> Aufgabenstellung
Stelle die folgenden Daten vollständig als Markdown-Tabelle mit den Spalten „Nummer“ und „Datenzeile“ dar und lass dabei Leerzeilen weg. Die Bilder gehören nicht in die Antwort.

⁂

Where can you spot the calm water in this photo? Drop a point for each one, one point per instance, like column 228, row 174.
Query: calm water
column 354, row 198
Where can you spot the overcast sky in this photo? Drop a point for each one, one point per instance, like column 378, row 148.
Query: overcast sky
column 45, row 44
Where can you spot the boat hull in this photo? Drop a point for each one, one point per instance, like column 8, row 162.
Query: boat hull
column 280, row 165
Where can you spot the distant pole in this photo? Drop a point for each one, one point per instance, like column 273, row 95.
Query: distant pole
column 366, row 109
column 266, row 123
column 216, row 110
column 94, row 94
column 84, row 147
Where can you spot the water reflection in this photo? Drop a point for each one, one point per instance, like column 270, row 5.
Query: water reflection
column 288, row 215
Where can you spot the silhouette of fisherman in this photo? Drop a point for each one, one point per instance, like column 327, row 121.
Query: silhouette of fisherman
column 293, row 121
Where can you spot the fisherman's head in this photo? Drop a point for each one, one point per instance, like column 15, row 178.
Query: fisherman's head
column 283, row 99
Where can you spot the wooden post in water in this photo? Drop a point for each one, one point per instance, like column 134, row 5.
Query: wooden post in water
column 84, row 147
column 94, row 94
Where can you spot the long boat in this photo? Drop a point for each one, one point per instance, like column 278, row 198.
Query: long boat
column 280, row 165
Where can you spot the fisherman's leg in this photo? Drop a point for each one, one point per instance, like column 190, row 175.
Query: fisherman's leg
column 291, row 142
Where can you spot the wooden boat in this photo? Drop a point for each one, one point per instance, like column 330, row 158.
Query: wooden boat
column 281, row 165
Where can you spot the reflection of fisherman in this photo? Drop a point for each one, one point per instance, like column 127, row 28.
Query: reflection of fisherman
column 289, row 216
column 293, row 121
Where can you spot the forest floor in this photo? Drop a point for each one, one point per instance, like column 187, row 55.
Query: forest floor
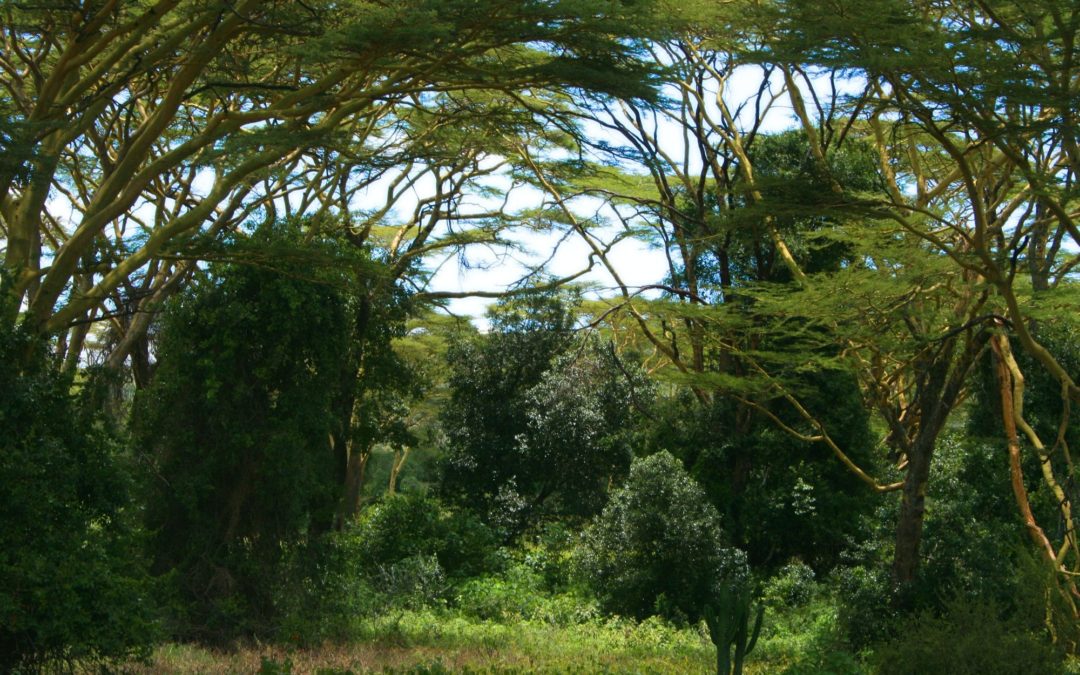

⁂

> Antwort
| Nummer | Datenzeile |
|---|---|
| 1 | Where can you spot the calm water in this photo? Drop a point for each one, one point per instance, like column 228, row 174. |
| 2 | Query: calm water |
| 3 | column 354, row 198 |
| 4 | Where can you spot the overcast sky in this photo? Drop a point for each one, one point per instance, like column 378, row 148. |
| 5 | Query: overcast sky |
| 6 | column 45, row 44 |
| 7 | Where can you spot the boat hull in this photo? Drop a point for each one, one point per instance, like column 8, row 162. |
| 8 | Query: boat hull |
| 9 | column 280, row 165 |
| 10 | Where can you spot the distant pole in this photo? Drop a point for each one, one point per instance, like column 273, row 95. |
| 11 | Query: distant pole |
| 12 | column 366, row 109 |
| 13 | column 266, row 123 |
| 14 | column 216, row 110 |
| 15 | column 94, row 94 |
| 16 | column 84, row 147 |
| 17 | Where can you spot the water reflection in this photo? Drop a point for each one, one point per instance, like column 270, row 5. |
| 18 | Query: water reflection |
| 19 | column 288, row 215 |
| 20 | Where can you spot the silhouette of fisherman in this photo? Drop a point for each one, one point per instance, like column 327, row 121. |
| 21 | Query: silhouette of fisherman |
| 22 | column 293, row 121 |
| 23 | Where can you spot the fisherman's head in this photo? Drop a point for each one, one point per instance, like column 15, row 178. |
| 24 | Query: fisherman's head |
| 25 | column 283, row 99 |
| 26 | Where can you spot the wooden post in water in this photo? Drop a point for each one, one point per instance, like column 134, row 5. |
| 27 | Query: wooden post in water |
| 28 | column 84, row 147 |
| 29 | column 94, row 94 |
| 30 | Where can you spot the long boat in this photo? Drop a point for each one, one point per instance, like column 278, row 198. |
| 31 | Query: long boat |
| 32 | column 280, row 165 |
| 33 | Where can you spot the fisherman's leg in this photo? Drop a point for each one, one point per instance, like column 190, row 175. |
| 34 | Query: fisherman's leg |
| 35 | column 291, row 142 |
| 36 | Where can you spot the wooden boat in this photo? Drop a point for each one, one point per instance, like column 330, row 158. |
| 37 | Query: wooden boat |
| 38 | column 281, row 165 |
| 39 | Where can you spot the reflection of fisherman in this photo? Drop a point for each one, one point per instance, like column 127, row 28. |
| 40 | Query: reflection of fisherman |
| 41 | column 289, row 216 |
| 42 | column 293, row 121 |
| 43 | Where can you spot the forest floor in this photo? Drop a point for each one, one point per instance, like column 187, row 55. |
| 44 | Query: forest floor |